Ah ! Dieu est juste et équitable. Vous y viendrez vous-même, riche impitoyable, aux jours de besoin et d’angoisse. Ne croyez pas que je vous menace du changement de votre fortune ; l’événement en est casuel ; mais ce que je veux dire n’est pas douteux. Elle viendra au jour destiné, cette dernière maladie, où, parmi un nombre infini d’amis, de médecins et de serviteurs, vous demeurerez sans secours, plus délaissé, plus abandonné que ce pauvre qui meurt sur la paille, et qui n’a pas un drap pour sa sépulture : car en cette fatale maladie, que serviront ces amis, qu’à vous affliger par leur présence ; ces médecins qu’à vous tourmenter ; ces serviteurs, qu’à courir deçà et delà dans votre maison avec un empressement inutile ? Il vous faut d’autres amis, d’autres serviteurs : ces pauvres que vous avez méprisés, sont les seuls qui seraient capables de vous secourir. Que n’avez-vous pensé de bonne heure à vous faire de tels amis, qui maintenant, vous tendraient les bras, afin de vous recevoir dans les tabernacles éternels ? Ah! si vous aviez soulagé leurs maux, si vous aviez eu pitié de leur désespoir, si vous aviez seulement écouté leurs plaintes, vos miséricordes prieraient Dieu pour vous ; les bénédictions qu’ils vous auraient données, lorsque vous les auriez consolés dans leur amertume, feraient maintenant distiller sur vous une rosée rafraîchissante ; leurs côtés revêtus, dit le saint prophète, (Job 31.20) leurs entrailles rafraîchies, leur faim rassasiée vous auraient béni ; leurs saints anges veilleraient autour de votre lit comme des amis officieux, et ces médecins spirituels consulteraient entre eux nuit et jour pour vous trouver des remèdes. Mais vous avez aliéné leur esprit, et le prophète Jérémie me les représente vous condamnant eux-mêmes sans miséricorde.

» Votre tâche
Prolongez le texte ci-dessus sur le riche impitoyable et les pauvres, en reprenant juste après sa dernière phrase.

» Matériel recueilli
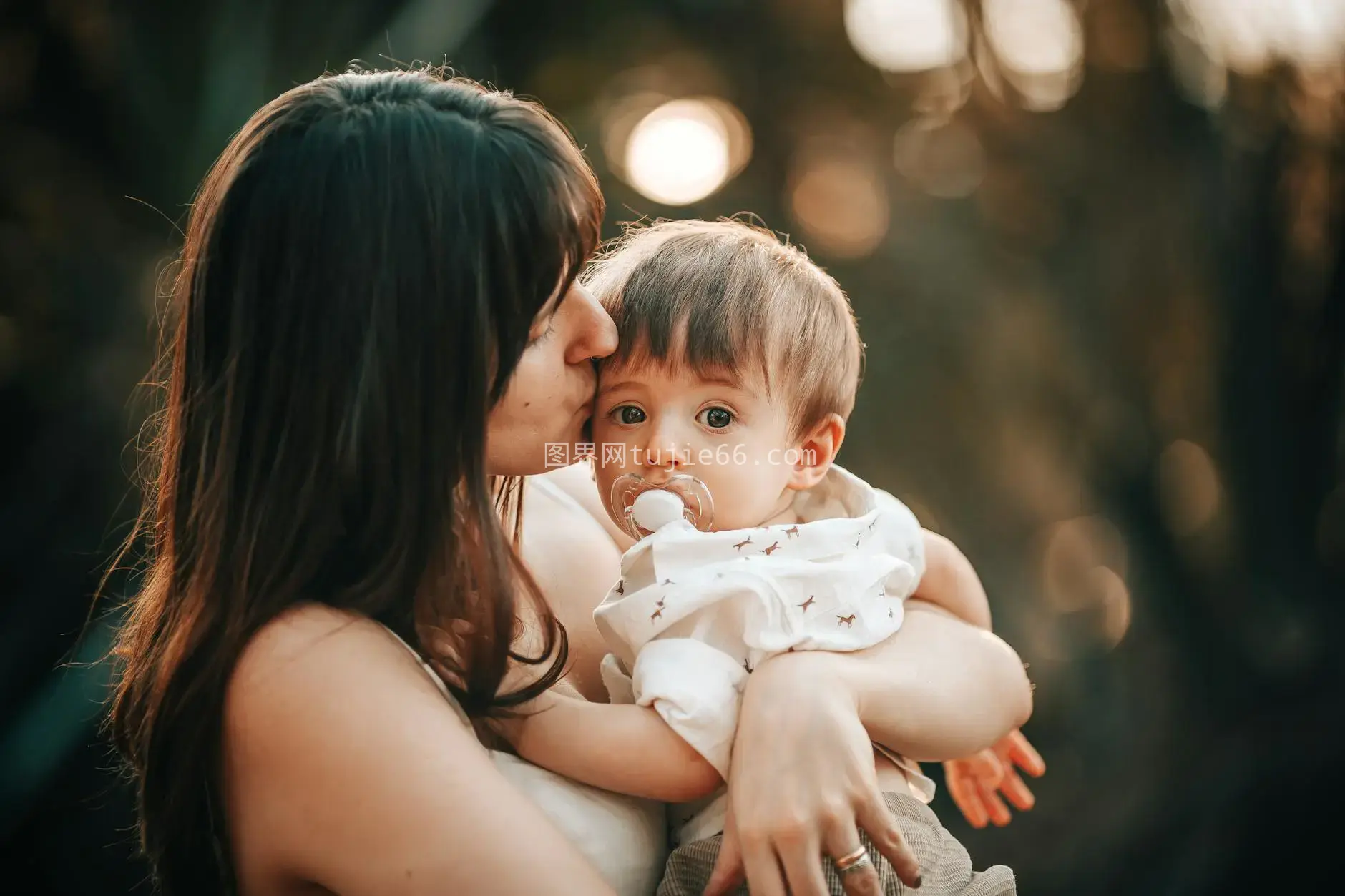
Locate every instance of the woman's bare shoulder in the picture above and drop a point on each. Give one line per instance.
(576, 482)
(346, 767)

» Votre réponse
Voici, messieurs, un grand spectacle : venez considérer les saints anges dans la chambre d’un mauvais riche mourant. Oui, pendant que les médecins consultent l’état de sa maladie, et que sa famille tremblante attend le résultat de la conférence, ces médecins invisibles consultent d’un mal bien plus dangereux : Nous avons soigné cette Babylone et elle ne s’est point guérie (Jérémie 51.9)

Nous avons traité diligemment ce riche cruel ; que d’huiles ramollissantes, que de douces fomentations nous avons mises sur ce cœur ! et il ne s’est pas amolli, et sa dureté ne s’est pas fléchie ; tout a réussi contre nos pensées, et le malade s’est empiré par nos remèdes. Laissons-le là, disent-ils, et nous en allons chacun dans son pays (Jérémie 51.9).

Ne voyez-vous pas sur son front le caractère d’un réprouvé ? La dureté de son cœur a endurci contre lui le cœur de Dieu : les pauvres l’ont déféré à son tribunal ; son procès lui est fait au ciel ; et quoiqu’il ait fait largesse en mourant des biens qu’il ne pouvait plus retenir, le ciel est de fer à ses prières, et il n’y a plus pour lui de miséricorde : car sa condamnation est parvenue jusqu’aux cieux et s’est élevée jusqu’aux nues (Jérémie 51.9).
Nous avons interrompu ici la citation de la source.